EXCERPT:
# Scrub Oak closed reed distress



## CMGC (Jan 6, 2013)

This is a closed reed predator call made from Scrub oak off of cove Mountain here in utah. I wondered what it would look like and i was pleasently supprized. $20.00 to your door.


----------



## CMGC (Jan 6, 2013)

I harvested it when we were out coyote huntin about a month ago.


----------



## HowlinRed (Feb 3, 2011)

CMGC, do you take money orders?


----------



## CMGC (Jan 6, 2013)

HowlinRed said:


> CMGC, do you take money orders?


You bet.


----------



## CMGC (Jan 6, 2013)

Thank you HowlinRed, Enjoy.


----------



## CMGC (Jan 6, 2013)

Call has been sold.


----------



## sneakygroundbuzzard (Nov 1, 2012)

scrub oak is some pretty looking wood aint it,and sure made it look real nice

do any of guys ever make and ugly call? lol

im thinking NOT


----------



## HowlinRed (Feb 3, 2011)

It sure doesn't look like it.Lol


----------



## prairiewolf (Feb 19, 2012)

Ugly Calls:


----------



## HowlinRed (Feb 3, 2011)

I will say they don't look as good as that gem that I got from you today.lol But sometime sound matters most.Lol


----------



## Rick Howard (Feb 25, 2012)

Sound always matters most! Looks are the fun part though. Nice looking call Rick!


----------



## CMGC (Jan 6, 2013)

Thanks guys


----------



## bones44 (Jan 7, 2011)

Sweet ! What r you gonna do with that pile of money CMGC ? LOL


----------

WRITTEN REQUEST: In the scrub oak call thread, turn the paragraph beginning "This is a closed reed predator call" into a short bulleted list that keeps its main facts.

STORED ROWS:
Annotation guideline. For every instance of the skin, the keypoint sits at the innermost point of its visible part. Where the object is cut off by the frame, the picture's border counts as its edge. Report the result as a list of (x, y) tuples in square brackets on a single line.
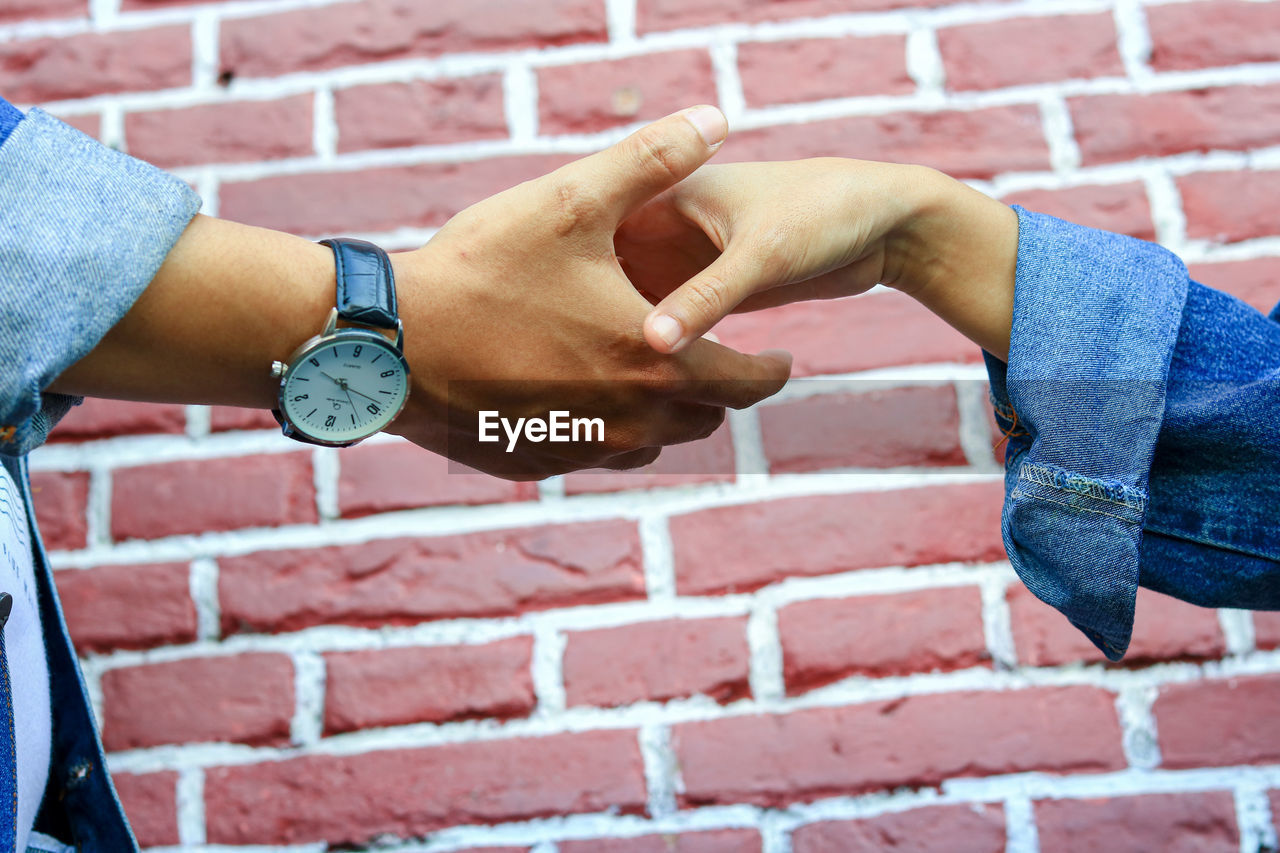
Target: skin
[(750, 236), (519, 305)]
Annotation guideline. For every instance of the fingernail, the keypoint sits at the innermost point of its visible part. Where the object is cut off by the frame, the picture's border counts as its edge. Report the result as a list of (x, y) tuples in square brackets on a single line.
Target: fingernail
[(709, 123), (667, 328)]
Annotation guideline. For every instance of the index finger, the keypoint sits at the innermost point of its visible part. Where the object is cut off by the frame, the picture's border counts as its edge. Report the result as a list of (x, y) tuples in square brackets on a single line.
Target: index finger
[(656, 158), (720, 375)]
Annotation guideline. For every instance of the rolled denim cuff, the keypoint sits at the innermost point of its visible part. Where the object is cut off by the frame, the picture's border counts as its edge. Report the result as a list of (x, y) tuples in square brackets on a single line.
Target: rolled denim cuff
[(83, 232), (1096, 318)]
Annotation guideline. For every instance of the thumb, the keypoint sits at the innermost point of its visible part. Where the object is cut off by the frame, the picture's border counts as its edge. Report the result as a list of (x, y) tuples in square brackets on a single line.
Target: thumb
[(690, 310), (657, 156)]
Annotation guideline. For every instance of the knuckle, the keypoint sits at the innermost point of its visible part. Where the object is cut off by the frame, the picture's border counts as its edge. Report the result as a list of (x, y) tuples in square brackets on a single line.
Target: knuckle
[(574, 208)]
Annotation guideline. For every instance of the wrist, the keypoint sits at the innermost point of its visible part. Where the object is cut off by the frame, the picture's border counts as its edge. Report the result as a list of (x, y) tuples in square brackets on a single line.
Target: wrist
[(955, 252)]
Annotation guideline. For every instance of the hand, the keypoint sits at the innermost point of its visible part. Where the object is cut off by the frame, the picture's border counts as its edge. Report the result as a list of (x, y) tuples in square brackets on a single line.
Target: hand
[(757, 235), (519, 305)]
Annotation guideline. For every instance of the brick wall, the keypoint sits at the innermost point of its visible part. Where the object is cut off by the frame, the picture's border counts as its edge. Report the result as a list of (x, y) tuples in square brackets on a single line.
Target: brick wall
[(798, 635)]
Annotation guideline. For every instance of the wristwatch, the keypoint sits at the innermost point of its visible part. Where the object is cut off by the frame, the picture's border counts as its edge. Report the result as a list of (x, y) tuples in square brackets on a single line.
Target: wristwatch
[(350, 381)]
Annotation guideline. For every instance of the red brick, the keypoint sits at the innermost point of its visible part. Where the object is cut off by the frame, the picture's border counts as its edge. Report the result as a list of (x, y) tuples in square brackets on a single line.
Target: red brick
[(62, 507), (400, 685), (707, 842), (956, 829), (708, 460), (658, 661), (675, 14), (910, 742), (1266, 629), (402, 582), (383, 478), (245, 698), (828, 639), (1219, 723), (99, 418), (594, 96), (816, 69), (376, 199), (743, 547), (19, 10), (199, 496), (1256, 281), (87, 123), (1029, 50), (965, 144), (1224, 32), (406, 793), (845, 336), (437, 112), (231, 132), (228, 418), (383, 30), (896, 427), (1121, 208), (1226, 206), (151, 804), (127, 60), (1189, 822), (1125, 127), (1165, 629), (127, 606)]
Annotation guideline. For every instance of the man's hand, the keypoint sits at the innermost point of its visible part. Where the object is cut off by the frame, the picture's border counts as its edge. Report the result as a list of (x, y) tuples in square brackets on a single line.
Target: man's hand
[(755, 235), (519, 305)]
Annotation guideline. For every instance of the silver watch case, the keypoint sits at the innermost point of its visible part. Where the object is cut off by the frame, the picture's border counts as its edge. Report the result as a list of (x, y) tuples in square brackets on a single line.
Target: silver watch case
[(330, 332)]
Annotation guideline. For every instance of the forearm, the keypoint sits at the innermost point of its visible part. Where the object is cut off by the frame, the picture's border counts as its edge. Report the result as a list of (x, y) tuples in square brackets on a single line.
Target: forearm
[(959, 252), (228, 300)]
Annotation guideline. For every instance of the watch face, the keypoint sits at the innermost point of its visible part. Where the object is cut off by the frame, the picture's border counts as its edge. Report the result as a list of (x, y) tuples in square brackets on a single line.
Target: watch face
[(344, 388)]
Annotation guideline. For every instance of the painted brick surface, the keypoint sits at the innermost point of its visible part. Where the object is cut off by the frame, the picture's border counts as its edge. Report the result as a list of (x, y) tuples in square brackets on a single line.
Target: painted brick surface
[(243, 698), (912, 742), (109, 607), (736, 548), (213, 495), (351, 799), (392, 582), (1197, 822), (402, 685), (658, 661), (1029, 50), (876, 635), (369, 648), (963, 829), (816, 69)]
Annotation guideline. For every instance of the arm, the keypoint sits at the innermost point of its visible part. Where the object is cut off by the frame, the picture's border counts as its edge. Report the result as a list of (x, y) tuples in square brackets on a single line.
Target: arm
[(516, 305)]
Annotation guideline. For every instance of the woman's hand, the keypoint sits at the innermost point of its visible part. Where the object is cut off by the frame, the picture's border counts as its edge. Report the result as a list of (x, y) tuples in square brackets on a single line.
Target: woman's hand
[(755, 235)]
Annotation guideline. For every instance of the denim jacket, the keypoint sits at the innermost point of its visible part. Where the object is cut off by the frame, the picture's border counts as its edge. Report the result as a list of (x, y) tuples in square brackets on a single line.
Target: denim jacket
[(82, 232), (1143, 413)]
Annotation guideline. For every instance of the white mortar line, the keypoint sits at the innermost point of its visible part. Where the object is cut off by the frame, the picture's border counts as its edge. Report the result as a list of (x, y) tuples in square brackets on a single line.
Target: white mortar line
[(191, 807), (202, 583)]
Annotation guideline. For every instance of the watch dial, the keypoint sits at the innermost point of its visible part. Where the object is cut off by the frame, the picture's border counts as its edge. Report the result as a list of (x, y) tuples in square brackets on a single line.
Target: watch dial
[(343, 391)]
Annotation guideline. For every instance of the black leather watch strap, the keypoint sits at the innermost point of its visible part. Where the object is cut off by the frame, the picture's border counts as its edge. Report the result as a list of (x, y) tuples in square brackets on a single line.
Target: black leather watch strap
[(366, 287)]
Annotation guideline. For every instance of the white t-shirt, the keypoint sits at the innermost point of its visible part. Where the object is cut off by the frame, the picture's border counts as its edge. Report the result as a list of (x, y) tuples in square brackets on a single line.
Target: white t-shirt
[(24, 649)]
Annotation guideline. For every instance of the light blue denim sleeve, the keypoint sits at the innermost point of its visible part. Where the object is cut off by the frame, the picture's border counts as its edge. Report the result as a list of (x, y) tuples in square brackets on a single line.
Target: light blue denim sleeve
[(1143, 414), (1096, 318), (82, 232)]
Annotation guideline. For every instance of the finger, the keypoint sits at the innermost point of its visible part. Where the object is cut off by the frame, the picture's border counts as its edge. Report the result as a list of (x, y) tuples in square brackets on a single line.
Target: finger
[(695, 306), (723, 377), (654, 158)]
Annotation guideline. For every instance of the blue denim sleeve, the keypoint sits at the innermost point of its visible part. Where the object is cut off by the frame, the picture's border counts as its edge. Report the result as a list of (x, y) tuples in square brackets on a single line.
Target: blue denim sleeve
[(9, 118), (1116, 364), (82, 232)]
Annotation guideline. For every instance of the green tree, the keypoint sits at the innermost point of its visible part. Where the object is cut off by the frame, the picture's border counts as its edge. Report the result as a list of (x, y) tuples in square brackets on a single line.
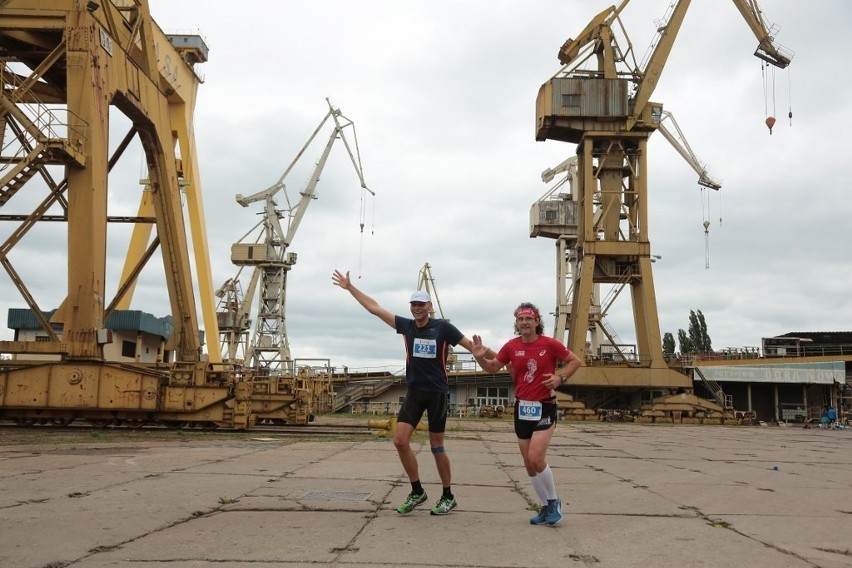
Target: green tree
[(685, 343), (698, 333), (668, 344)]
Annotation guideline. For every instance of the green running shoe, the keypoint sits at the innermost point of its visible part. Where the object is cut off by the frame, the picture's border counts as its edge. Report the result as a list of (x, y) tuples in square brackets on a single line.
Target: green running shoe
[(410, 502), (541, 517), (444, 506)]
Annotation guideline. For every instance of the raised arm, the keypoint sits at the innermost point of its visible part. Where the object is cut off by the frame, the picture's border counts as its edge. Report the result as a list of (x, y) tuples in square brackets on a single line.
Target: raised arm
[(372, 306), (484, 355)]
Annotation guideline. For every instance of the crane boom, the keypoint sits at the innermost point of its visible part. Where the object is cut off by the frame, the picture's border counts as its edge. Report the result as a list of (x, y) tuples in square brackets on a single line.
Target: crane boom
[(682, 146), (269, 347), (767, 49)]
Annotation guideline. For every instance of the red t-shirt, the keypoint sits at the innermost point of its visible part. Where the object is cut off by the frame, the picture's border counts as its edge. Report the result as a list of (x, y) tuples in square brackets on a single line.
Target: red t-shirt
[(530, 362)]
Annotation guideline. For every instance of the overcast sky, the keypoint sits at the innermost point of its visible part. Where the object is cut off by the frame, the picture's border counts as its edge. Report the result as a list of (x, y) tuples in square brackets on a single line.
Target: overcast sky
[(442, 95)]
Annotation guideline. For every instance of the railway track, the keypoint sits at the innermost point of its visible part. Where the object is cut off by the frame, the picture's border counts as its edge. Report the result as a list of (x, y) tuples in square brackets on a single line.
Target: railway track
[(259, 430)]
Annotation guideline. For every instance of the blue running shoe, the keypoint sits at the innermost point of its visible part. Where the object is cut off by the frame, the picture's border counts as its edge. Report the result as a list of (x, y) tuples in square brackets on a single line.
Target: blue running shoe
[(554, 513)]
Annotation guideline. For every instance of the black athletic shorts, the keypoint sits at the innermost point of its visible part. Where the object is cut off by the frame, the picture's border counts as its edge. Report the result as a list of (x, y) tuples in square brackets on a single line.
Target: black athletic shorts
[(525, 428), (433, 403)]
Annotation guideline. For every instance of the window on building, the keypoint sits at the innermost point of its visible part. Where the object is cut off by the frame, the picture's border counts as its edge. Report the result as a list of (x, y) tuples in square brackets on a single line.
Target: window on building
[(571, 100), (128, 349), (493, 396)]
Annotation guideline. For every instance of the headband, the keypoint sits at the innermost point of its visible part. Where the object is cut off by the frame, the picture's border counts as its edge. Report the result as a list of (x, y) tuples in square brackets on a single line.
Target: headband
[(526, 312)]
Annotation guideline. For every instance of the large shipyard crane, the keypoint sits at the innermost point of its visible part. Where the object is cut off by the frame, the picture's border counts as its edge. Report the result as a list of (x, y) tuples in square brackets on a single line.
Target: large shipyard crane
[(68, 67), (268, 349), (554, 216), (606, 110)]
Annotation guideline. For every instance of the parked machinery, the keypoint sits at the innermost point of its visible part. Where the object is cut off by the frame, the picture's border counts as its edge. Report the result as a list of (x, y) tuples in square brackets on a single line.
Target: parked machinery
[(65, 70), (264, 353)]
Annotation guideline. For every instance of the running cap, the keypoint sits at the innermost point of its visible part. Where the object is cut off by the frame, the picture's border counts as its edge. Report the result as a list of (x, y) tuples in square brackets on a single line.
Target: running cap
[(526, 312), (420, 296)]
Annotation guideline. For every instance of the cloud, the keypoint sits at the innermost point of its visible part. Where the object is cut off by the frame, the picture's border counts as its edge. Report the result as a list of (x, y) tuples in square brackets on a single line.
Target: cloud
[(443, 97)]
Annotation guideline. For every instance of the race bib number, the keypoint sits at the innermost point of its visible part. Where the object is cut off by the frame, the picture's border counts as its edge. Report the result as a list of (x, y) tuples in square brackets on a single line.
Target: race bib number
[(425, 348), (529, 410)]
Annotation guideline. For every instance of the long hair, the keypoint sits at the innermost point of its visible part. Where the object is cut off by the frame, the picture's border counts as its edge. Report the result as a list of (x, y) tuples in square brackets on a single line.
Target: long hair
[(539, 327)]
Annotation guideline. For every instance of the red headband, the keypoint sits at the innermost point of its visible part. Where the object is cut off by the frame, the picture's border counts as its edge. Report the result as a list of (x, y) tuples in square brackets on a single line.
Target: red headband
[(526, 312)]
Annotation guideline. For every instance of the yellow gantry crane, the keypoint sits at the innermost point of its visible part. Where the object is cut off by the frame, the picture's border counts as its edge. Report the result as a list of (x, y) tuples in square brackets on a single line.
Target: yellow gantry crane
[(601, 101), (65, 66)]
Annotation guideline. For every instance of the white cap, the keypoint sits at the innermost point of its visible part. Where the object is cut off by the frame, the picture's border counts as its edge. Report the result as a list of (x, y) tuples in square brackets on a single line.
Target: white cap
[(420, 296)]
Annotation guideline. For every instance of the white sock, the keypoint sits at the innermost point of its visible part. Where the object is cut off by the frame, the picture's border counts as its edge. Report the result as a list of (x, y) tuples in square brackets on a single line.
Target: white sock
[(547, 482), (538, 485)]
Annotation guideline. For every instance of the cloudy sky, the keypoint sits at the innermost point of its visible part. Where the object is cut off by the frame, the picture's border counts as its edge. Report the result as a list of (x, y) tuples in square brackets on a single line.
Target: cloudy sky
[(442, 95)]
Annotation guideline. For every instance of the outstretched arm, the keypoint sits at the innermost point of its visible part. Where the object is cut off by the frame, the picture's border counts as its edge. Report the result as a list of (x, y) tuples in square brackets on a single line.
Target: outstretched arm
[(372, 306), (484, 356)]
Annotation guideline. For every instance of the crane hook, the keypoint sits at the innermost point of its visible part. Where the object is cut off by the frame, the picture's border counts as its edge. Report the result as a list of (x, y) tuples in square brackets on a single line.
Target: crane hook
[(770, 122)]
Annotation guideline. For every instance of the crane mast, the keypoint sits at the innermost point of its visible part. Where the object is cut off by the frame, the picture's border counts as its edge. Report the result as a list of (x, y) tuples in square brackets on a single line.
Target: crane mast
[(268, 350), (607, 112)]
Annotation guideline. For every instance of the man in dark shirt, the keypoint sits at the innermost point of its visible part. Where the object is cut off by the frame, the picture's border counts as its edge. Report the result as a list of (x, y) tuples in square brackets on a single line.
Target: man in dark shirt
[(427, 344)]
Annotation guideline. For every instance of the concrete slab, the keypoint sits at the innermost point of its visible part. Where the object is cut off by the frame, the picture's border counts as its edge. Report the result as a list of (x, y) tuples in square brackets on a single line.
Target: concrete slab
[(639, 495)]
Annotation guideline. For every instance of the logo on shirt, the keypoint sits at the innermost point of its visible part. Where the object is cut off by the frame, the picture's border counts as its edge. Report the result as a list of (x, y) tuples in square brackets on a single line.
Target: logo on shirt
[(532, 367)]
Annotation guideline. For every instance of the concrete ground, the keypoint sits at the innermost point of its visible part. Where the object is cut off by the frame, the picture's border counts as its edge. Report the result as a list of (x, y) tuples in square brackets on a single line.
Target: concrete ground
[(639, 495)]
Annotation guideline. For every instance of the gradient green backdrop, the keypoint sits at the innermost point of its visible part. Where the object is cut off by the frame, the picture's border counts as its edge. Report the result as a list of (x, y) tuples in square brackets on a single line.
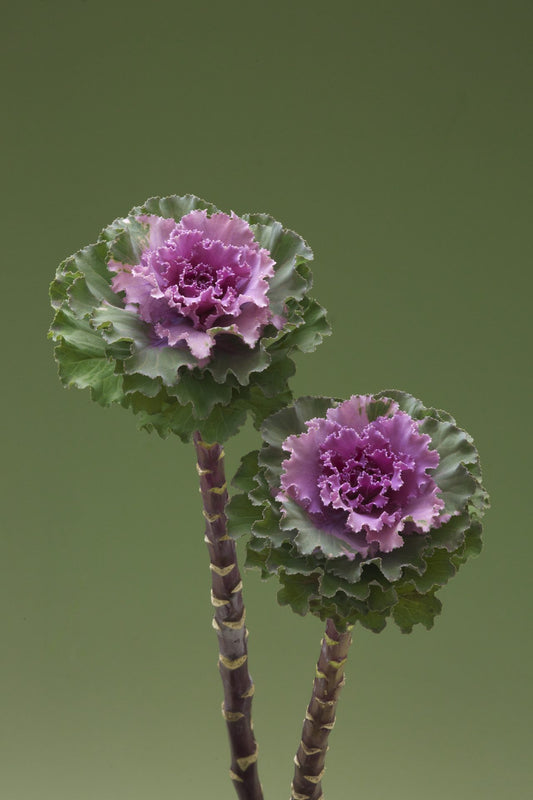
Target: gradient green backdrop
[(396, 138)]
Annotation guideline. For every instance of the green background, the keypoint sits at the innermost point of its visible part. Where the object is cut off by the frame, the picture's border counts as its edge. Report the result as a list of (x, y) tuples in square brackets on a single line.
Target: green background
[(396, 138)]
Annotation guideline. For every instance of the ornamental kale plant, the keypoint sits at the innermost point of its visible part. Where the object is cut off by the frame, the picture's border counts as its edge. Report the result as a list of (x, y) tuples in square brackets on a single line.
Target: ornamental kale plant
[(187, 315), (362, 508)]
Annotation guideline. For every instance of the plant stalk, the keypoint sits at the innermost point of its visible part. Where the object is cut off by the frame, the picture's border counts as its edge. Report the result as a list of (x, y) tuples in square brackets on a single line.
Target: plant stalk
[(229, 622), (320, 715)]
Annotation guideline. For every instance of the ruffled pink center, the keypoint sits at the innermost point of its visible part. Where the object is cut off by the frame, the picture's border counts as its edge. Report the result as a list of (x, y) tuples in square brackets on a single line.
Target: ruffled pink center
[(364, 482), (198, 278)]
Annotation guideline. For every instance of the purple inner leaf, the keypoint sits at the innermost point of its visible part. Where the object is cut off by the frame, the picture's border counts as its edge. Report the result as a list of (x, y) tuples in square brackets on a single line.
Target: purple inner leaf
[(198, 278)]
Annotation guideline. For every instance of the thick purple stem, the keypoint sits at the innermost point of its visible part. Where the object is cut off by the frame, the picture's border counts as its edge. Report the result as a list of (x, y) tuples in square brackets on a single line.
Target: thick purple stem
[(320, 715), (229, 622)]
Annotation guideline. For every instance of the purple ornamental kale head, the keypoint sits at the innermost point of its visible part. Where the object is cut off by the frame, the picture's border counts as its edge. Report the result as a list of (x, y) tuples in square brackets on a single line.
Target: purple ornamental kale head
[(365, 482), (197, 278)]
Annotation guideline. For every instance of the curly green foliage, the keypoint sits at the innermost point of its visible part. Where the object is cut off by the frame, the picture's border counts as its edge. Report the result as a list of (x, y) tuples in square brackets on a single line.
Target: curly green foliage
[(108, 348), (313, 566)]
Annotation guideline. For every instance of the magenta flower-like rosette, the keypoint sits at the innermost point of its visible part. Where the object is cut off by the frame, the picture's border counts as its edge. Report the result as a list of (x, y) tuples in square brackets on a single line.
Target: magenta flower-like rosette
[(186, 314), (363, 508)]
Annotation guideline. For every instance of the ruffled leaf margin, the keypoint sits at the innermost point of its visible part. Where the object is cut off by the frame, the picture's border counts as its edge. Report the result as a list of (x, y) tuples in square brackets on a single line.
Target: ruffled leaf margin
[(312, 566), (109, 349)]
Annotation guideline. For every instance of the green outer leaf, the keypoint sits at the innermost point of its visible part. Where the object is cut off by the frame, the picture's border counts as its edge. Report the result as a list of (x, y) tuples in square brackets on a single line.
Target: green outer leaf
[(223, 423), (241, 515), (157, 362), (292, 420), (309, 537), (288, 251), (414, 609), (202, 391), (296, 591), (89, 372), (173, 206), (244, 478)]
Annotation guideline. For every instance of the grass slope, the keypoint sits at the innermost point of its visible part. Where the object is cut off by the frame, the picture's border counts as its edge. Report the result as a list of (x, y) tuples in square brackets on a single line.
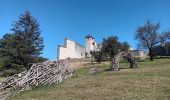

SOLUTION TO THE PROBLEM:
- Closed reed predator call
- Made from scrub oak from Cove Mountain in Utah
- The maker wondered how it would look and was pleasantly surprised
- Price: $20.00, delivered